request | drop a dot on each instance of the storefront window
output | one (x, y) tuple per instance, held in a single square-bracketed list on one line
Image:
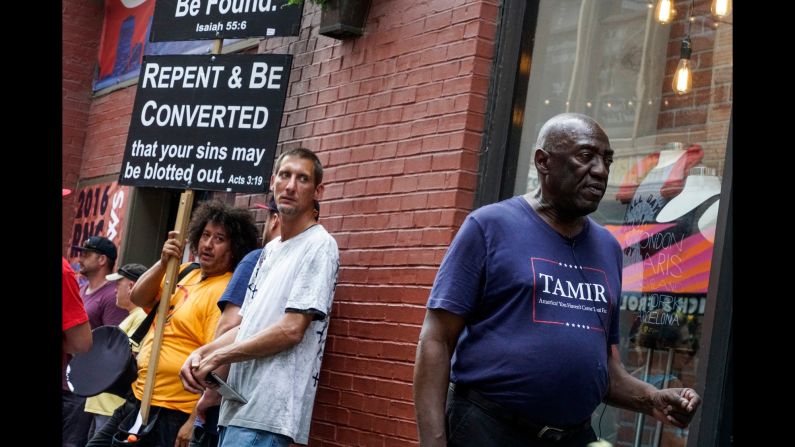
[(611, 60)]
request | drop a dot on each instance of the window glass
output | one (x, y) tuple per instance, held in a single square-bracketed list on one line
[(611, 60)]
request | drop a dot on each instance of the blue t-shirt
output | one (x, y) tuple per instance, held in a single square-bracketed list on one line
[(540, 311), (234, 293)]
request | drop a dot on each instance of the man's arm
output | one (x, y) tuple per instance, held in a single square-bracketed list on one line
[(673, 405), (77, 339), (145, 293), (230, 319), (278, 337), (438, 339)]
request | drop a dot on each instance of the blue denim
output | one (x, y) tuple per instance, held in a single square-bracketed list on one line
[(469, 425), (233, 436)]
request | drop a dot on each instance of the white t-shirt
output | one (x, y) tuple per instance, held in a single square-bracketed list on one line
[(299, 275)]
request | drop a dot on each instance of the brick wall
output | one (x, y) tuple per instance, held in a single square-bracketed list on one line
[(82, 23), (701, 116)]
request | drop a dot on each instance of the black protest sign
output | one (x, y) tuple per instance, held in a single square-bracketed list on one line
[(223, 19), (207, 122)]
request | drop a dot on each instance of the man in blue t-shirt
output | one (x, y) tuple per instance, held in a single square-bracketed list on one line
[(519, 341), (205, 431)]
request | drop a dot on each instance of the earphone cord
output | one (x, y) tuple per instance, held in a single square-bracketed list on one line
[(604, 329)]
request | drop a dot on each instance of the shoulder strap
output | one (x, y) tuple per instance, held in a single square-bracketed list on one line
[(143, 328)]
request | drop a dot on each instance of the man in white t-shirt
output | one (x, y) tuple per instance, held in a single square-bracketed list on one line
[(276, 351)]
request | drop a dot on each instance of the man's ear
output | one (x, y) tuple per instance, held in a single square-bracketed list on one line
[(541, 159)]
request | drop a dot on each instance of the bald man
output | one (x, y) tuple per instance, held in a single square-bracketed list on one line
[(519, 343)]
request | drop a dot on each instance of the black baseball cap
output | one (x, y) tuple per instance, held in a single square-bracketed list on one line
[(99, 244), (129, 271)]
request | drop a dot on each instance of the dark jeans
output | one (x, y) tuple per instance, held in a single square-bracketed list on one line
[(76, 422), (469, 425), (202, 438), (164, 433)]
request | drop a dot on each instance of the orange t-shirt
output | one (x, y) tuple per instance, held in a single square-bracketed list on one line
[(190, 324)]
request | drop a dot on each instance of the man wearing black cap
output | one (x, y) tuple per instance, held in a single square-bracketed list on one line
[(219, 236), (97, 256), (102, 406)]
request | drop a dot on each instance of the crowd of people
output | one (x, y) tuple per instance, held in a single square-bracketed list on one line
[(502, 359)]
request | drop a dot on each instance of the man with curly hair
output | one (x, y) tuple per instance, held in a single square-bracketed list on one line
[(219, 237)]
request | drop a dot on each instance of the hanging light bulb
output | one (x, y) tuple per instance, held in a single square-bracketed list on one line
[(665, 11), (683, 77), (721, 8)]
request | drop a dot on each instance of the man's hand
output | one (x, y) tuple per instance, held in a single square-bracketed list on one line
[(675, 405), (209, 399), (185, 433), (190, 382)]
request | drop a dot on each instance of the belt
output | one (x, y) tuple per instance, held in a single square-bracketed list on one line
[(540, 431)]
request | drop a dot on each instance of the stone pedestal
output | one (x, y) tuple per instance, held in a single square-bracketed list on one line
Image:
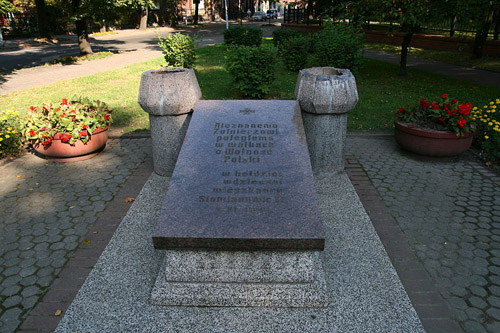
[(169, 96), (241, 278), (325, 95)]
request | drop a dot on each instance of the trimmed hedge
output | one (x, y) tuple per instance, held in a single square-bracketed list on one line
[(241, 35), (178, 50), (339, 45), (294, 52), (252, 68)]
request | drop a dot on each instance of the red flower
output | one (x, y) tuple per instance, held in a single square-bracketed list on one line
[(65, 137), (47, 141), (461, 122), (464, 109)]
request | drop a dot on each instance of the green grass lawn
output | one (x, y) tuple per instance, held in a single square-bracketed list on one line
[(457, 58), (381, 90)]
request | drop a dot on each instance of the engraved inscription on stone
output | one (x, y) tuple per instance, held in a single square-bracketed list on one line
[(243, 181), (243, 146)]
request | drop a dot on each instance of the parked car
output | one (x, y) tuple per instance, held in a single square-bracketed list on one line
[(272, 13), (259, 16)]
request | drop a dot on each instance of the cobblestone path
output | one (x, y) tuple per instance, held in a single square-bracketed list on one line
[(450, 214), (46, 209)]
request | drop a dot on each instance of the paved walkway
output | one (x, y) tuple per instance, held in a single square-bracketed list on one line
[(47, 210), (480, 76), (449, 213)]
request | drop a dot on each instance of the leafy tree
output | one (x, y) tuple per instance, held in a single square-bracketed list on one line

What needs to be done - Search the records above for "window" and copy every line that has it.

Solution to this exercise -
request | drop a dot on each instance of the storefront window
request | drop a dot on each instance of the window glass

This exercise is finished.